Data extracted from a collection
--- START ---

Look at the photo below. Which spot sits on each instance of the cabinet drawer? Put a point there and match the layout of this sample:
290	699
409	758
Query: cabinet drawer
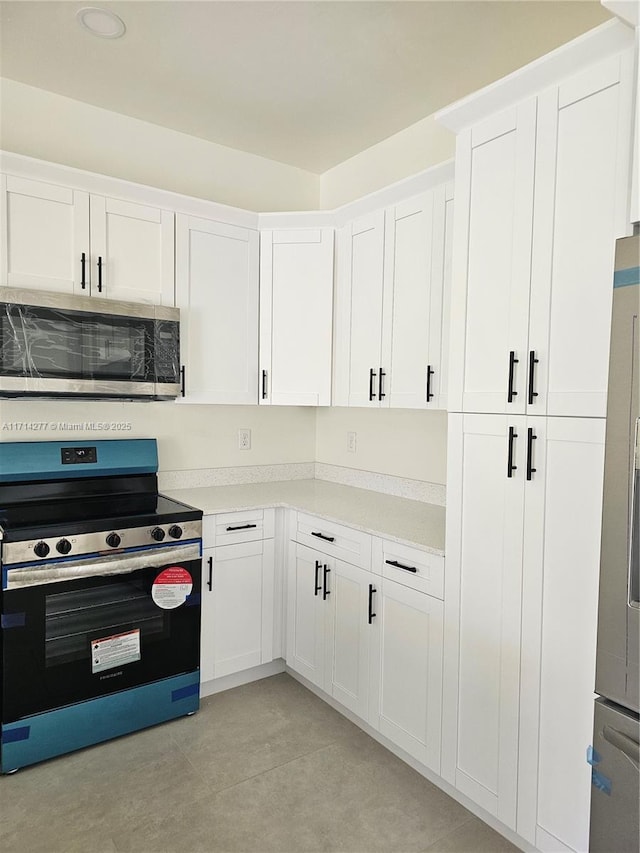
346	544
409	566
231	527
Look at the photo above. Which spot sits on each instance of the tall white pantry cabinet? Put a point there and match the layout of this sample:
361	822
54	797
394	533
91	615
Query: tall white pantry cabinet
542	192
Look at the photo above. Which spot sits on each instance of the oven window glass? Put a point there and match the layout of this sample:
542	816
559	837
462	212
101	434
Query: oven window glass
75	619
48	343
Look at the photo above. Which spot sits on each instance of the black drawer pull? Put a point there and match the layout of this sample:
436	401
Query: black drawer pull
325	591
512	362
510	466
430	394
372	615
372	379
532	369
398	565
530	439
322	536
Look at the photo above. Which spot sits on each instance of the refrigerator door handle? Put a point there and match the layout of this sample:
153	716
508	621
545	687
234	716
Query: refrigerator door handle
628	746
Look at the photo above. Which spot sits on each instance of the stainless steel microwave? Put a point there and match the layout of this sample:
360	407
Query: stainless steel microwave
60	345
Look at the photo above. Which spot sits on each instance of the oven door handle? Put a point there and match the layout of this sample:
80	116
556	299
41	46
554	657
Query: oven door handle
114	564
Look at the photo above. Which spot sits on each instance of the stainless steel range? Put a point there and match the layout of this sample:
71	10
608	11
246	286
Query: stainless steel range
100	601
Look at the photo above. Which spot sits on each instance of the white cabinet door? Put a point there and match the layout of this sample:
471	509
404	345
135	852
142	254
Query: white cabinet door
359	311
482	609
296	313
349	632
416	263
207	617
132	252
307	584
582	180
406	672
242	609
563	505
217	292
45	236
491	270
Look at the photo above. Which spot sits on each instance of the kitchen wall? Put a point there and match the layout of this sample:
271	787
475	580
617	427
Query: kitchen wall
189	437
48	126
397	442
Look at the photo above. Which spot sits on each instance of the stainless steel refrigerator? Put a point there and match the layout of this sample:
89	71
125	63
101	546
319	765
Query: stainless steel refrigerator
614	755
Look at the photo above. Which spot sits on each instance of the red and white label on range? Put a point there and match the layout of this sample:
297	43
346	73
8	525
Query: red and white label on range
171	588
117	650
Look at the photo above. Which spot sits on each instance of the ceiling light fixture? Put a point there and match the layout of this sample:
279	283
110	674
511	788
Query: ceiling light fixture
100	22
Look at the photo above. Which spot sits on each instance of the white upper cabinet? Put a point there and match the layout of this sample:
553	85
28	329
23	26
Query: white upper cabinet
131	251
45	236
296	309
360	286
63	239
541	196
217	291
391	304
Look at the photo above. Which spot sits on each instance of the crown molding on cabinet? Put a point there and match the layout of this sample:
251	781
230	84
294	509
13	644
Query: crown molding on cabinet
566	61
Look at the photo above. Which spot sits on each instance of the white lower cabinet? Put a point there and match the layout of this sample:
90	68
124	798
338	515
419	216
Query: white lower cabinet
524	503
406	670
328	629
237	607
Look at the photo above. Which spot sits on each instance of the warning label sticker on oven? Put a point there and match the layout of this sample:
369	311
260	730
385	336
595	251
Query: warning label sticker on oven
171	588
117	650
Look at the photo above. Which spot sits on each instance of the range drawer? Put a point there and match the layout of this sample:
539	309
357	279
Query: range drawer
231	527
409	566
344	543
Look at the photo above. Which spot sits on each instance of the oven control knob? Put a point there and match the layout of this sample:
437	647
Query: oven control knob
63	546
41	549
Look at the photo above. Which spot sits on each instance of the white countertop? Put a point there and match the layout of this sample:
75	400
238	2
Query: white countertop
410	522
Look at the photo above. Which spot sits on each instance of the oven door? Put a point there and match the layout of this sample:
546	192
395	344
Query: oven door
75	630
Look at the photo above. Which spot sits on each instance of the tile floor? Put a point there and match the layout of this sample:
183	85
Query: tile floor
265	767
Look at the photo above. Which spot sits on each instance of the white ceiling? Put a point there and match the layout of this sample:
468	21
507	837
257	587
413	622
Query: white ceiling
305	83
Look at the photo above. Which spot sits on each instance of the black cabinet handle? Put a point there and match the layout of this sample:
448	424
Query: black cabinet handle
322	536
398	565
530	439
372	379
430	372
325	591
372	589
512	362
532	369
510	466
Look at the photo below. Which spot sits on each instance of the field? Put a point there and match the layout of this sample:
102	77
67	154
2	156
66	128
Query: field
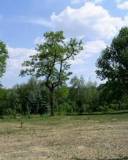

--- END ---

From the entries above, copy every line where the word "field" shows up.

▶ [RESPONSE TO THIS TASK]
Look at the photo below. Which spot sits on each instance of the field? Put a point there and match the layout of this sample:
Query: field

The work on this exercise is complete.